• **Problem to work on**: Quote, word for word, every line starting at the line that contains "paw in the photo above." and ending with the last line of the records; include both of these lines and no others.

— Start —

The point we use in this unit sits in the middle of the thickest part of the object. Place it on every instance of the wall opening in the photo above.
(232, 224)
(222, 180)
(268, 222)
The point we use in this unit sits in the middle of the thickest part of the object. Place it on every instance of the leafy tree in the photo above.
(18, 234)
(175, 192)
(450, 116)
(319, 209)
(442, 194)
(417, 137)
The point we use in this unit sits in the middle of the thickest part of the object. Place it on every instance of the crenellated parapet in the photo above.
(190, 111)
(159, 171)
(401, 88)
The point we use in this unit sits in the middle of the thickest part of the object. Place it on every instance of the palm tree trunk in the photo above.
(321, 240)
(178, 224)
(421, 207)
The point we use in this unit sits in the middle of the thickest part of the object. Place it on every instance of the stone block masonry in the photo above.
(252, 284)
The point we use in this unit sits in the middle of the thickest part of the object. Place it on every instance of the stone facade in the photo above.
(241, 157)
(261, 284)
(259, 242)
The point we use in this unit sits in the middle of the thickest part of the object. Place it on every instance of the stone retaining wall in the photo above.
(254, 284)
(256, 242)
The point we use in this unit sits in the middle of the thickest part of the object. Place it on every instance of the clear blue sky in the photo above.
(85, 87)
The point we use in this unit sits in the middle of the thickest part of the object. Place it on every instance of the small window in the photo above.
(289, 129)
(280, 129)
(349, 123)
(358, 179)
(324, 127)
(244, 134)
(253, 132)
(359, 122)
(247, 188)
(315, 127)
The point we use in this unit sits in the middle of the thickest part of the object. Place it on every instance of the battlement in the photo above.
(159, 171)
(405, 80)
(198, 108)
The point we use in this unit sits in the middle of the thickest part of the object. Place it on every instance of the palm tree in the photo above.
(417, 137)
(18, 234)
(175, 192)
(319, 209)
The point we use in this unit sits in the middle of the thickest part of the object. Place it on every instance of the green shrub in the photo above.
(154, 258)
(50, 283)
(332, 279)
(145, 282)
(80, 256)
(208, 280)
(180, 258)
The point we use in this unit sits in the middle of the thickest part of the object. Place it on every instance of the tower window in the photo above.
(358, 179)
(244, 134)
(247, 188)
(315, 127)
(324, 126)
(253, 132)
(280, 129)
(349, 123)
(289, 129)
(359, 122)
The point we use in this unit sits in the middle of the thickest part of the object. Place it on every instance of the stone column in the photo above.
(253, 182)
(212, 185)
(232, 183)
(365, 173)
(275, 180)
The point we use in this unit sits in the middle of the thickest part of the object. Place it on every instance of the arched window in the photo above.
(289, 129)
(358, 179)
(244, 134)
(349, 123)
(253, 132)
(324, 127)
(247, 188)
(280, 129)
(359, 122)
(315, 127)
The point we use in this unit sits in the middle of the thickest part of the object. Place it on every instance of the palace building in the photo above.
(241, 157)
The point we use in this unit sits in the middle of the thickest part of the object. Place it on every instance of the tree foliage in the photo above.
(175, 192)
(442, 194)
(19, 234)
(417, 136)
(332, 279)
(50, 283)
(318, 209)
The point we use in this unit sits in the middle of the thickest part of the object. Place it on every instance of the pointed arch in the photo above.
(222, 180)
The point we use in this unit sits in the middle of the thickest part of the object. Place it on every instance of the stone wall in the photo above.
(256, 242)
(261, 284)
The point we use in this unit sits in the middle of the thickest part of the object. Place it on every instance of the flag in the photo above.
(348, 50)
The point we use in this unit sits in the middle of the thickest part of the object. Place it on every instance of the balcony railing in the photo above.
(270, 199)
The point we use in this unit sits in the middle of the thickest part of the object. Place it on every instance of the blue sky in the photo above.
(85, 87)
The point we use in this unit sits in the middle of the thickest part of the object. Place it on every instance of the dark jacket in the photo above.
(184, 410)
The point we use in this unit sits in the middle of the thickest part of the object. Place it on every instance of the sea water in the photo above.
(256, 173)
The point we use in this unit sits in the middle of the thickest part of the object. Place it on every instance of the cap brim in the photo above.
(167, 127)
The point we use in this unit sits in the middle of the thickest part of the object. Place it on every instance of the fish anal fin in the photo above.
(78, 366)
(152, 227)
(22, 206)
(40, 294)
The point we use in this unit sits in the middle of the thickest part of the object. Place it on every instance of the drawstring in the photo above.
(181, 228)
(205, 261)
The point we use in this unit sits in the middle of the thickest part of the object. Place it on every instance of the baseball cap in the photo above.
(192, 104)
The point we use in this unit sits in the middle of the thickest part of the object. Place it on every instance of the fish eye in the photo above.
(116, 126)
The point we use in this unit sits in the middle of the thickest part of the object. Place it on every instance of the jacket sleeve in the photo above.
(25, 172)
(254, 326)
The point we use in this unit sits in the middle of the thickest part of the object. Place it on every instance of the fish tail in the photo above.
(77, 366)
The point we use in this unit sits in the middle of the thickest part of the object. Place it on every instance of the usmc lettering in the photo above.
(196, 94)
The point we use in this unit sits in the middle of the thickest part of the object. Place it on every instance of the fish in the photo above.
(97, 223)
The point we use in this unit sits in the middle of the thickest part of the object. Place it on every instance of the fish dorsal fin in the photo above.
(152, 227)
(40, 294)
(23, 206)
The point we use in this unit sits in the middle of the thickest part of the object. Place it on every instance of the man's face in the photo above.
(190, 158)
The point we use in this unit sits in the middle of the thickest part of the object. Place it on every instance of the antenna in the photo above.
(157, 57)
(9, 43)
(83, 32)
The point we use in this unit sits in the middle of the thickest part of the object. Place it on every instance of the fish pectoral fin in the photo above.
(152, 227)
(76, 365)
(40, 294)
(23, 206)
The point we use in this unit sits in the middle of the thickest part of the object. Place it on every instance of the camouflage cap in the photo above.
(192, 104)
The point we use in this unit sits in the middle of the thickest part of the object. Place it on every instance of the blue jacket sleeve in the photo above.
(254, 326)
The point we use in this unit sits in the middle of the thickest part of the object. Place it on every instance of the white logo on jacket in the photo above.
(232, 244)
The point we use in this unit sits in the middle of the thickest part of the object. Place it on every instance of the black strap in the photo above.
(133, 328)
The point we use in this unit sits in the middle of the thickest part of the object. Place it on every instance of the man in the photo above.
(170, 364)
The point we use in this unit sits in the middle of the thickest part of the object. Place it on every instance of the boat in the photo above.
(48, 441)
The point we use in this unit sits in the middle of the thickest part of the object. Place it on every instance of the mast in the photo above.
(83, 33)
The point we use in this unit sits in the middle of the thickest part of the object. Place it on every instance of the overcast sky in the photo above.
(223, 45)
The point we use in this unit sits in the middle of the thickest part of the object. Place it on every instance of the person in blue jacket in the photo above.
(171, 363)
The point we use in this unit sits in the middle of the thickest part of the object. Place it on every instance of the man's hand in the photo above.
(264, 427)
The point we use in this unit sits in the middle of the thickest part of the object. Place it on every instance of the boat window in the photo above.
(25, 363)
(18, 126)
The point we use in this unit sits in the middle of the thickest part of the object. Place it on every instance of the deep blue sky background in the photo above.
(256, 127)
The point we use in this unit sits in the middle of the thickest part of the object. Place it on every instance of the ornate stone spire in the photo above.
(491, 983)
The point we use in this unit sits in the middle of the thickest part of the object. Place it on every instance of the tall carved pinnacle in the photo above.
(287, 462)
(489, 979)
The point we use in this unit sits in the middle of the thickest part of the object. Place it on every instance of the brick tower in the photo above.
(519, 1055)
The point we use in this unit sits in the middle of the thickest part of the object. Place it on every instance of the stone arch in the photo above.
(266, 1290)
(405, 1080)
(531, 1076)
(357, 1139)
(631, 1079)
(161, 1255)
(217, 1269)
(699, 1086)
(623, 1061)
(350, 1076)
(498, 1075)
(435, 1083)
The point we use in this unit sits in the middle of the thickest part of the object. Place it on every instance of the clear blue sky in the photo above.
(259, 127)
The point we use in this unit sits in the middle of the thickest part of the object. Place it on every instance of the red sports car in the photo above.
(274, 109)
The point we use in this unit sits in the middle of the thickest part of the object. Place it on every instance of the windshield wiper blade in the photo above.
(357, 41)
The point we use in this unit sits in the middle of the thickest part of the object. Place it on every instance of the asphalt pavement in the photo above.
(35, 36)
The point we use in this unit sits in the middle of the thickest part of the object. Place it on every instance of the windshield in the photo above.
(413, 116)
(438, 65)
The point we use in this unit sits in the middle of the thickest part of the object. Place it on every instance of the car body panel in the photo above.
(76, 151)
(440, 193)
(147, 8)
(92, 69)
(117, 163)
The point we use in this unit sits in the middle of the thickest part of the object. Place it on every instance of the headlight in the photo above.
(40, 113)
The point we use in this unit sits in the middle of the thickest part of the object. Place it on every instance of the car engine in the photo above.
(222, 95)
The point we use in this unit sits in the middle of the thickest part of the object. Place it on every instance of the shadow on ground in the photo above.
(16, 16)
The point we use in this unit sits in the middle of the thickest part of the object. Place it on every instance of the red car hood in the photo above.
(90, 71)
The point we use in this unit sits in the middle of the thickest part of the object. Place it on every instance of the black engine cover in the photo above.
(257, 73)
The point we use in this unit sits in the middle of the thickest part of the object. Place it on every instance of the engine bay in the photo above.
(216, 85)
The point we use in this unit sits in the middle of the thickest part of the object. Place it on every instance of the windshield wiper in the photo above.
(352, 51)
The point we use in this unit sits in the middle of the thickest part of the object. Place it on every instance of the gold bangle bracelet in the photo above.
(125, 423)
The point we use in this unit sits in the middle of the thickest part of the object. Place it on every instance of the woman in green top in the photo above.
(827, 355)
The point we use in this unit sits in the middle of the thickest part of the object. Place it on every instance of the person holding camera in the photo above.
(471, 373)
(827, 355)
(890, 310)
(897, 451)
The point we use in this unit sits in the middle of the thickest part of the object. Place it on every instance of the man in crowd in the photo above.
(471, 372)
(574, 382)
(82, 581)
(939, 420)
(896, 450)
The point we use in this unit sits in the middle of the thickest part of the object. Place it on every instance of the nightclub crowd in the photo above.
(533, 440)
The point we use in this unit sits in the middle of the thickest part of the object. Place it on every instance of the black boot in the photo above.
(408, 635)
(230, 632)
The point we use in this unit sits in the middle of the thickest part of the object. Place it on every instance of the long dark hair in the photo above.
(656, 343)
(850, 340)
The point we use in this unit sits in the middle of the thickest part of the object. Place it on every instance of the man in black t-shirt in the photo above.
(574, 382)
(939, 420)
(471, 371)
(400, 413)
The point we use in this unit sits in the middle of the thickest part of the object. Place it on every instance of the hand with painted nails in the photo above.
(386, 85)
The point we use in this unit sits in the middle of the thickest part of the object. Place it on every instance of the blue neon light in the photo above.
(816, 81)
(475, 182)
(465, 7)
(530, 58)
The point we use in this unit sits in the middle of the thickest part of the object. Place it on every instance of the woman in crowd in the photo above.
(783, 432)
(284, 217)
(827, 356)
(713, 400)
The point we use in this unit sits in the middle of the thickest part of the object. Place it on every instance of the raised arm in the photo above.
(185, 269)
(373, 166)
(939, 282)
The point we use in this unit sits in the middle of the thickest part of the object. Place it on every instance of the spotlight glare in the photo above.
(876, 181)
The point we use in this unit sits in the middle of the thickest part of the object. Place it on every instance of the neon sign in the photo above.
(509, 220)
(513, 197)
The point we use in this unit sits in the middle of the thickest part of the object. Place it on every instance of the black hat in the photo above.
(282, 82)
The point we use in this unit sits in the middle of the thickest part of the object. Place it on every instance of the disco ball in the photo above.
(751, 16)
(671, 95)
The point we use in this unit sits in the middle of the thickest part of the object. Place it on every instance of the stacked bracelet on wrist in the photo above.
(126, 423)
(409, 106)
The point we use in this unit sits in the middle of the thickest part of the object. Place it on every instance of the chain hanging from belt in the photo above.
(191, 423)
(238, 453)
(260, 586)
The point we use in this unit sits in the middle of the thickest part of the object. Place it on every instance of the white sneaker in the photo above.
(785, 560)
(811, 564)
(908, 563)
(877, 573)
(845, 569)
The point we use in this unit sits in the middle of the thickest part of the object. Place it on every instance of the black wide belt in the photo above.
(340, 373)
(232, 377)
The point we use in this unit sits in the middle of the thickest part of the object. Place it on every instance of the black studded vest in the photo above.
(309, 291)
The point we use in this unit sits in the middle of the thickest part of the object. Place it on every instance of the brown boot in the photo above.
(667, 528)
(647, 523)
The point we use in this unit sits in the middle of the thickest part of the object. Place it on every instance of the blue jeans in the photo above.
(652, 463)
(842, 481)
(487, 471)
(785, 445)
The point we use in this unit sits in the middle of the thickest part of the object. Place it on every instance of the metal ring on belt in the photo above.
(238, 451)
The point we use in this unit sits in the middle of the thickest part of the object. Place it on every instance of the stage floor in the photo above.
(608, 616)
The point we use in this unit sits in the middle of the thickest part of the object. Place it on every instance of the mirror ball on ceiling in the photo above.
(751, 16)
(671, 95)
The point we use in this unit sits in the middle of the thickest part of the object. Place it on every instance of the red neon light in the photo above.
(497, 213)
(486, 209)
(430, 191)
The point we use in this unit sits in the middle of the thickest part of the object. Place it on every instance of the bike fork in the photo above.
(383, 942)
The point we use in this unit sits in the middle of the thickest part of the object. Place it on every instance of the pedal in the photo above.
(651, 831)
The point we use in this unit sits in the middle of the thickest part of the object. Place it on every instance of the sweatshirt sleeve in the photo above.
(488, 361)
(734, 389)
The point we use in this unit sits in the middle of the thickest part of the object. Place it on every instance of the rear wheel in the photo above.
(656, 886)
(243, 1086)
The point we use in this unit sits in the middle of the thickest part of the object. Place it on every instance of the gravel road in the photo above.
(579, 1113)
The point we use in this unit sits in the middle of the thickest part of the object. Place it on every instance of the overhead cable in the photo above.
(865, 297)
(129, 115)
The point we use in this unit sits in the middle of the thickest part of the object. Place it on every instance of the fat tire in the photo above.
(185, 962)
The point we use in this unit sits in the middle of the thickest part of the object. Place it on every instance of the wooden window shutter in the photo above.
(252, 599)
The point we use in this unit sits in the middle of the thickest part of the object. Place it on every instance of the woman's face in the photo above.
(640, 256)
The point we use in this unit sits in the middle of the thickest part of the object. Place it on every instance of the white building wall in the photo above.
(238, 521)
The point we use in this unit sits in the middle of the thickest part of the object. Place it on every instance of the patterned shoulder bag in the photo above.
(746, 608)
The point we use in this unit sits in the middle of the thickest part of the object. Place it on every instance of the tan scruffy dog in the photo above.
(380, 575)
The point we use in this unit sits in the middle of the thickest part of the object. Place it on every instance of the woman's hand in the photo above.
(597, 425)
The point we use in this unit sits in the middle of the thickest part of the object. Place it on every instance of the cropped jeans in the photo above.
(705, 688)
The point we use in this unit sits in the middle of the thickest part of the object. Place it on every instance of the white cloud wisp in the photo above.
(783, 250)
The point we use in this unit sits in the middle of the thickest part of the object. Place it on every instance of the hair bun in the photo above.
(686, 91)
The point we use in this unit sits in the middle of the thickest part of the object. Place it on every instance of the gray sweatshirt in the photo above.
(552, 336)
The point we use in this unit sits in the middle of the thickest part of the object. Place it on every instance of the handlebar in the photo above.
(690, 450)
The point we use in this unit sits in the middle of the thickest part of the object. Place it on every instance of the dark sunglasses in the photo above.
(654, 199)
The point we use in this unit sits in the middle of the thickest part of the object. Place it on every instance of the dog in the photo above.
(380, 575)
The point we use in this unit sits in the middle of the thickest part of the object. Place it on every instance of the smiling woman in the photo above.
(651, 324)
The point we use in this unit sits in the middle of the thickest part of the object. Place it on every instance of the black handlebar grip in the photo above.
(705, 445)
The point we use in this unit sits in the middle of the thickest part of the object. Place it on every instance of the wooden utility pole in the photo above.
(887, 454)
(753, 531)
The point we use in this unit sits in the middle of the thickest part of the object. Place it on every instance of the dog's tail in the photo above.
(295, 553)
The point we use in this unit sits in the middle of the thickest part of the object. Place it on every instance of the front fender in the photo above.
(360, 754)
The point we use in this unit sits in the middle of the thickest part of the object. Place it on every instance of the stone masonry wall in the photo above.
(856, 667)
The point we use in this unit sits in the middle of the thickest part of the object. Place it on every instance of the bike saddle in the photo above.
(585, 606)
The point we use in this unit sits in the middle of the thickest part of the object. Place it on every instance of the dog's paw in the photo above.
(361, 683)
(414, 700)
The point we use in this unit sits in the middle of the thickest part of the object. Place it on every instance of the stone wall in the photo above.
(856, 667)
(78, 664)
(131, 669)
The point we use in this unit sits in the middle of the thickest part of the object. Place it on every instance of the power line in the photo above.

— End —

• **Written response**:
The point we use in this unit sits in the middle of the thickest part of the object. Place it on every instance of the dog's paw in the photo above.
(361, 683)
(414, 700)
The point we use in this unit sits in the middle of the thickest part of the object. Place it on every instance of the stone wall in the photo above.
(856, 667)
(78, 664)
(131, 669)
The point we use in this unit sits in the middle of the thickest part of the object. Place it on every instance of the power line in the photo above.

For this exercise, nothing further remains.